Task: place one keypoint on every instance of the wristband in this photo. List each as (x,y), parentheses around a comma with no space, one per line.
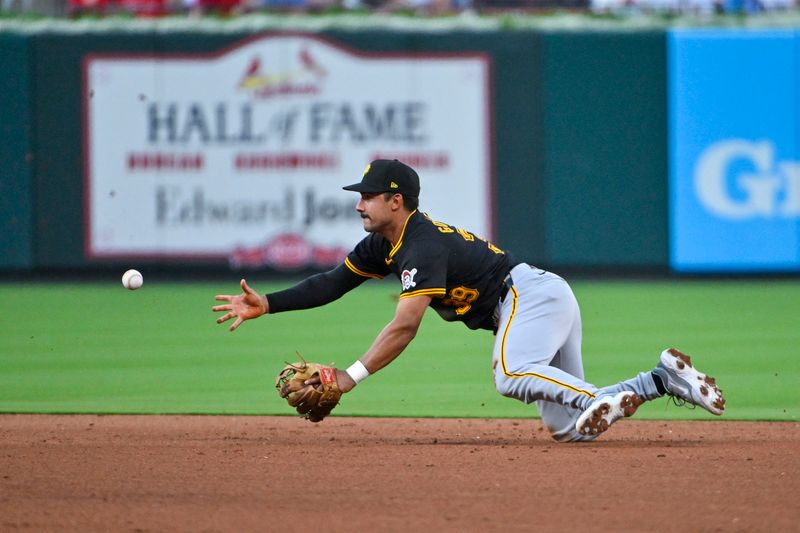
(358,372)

---

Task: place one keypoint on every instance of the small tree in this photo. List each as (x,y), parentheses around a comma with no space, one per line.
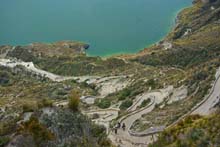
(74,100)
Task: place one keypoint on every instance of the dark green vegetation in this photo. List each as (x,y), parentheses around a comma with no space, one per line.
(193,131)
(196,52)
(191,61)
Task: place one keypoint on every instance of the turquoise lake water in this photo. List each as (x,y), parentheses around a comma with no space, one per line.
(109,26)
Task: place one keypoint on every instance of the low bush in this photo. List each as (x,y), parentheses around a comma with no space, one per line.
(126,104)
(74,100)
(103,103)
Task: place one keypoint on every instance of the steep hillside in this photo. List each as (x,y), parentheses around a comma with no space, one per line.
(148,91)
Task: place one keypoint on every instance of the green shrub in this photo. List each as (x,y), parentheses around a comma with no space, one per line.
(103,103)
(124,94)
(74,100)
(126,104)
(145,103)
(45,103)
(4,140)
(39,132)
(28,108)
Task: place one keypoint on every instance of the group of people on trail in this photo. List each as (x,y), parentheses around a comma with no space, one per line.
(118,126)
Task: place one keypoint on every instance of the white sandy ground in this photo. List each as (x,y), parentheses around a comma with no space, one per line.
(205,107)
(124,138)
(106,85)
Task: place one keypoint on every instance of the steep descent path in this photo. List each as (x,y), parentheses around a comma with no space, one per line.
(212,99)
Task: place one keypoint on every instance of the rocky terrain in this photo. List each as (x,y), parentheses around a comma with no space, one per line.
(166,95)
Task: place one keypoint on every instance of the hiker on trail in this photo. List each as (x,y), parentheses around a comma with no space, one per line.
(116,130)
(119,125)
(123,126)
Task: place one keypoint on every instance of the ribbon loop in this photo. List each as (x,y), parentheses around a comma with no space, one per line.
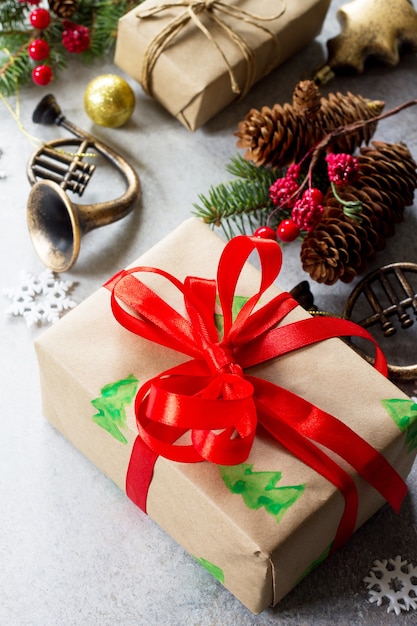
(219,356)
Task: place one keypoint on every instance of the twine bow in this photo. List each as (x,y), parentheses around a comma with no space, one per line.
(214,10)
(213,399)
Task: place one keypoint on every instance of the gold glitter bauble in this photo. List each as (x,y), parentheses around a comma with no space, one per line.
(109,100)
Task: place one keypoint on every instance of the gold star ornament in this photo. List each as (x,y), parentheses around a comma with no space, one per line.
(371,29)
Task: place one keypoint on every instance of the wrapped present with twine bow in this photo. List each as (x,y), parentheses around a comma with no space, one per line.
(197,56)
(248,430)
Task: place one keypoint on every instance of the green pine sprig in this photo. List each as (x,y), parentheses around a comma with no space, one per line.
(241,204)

Description of the task — Please extract every line of the records above that contains the word "gold", treating uppercase and lowercase as different.

Task output —
Task: place one keypoint on every instance of the gold glitter bauble in this photo. List each as (x,y), parentheses around a comma with no space, one per line.
Task: place one keypoint on every instance of the gold star ornament in this photo. List each as (x,y), parentheses around a comma with no space, one per line.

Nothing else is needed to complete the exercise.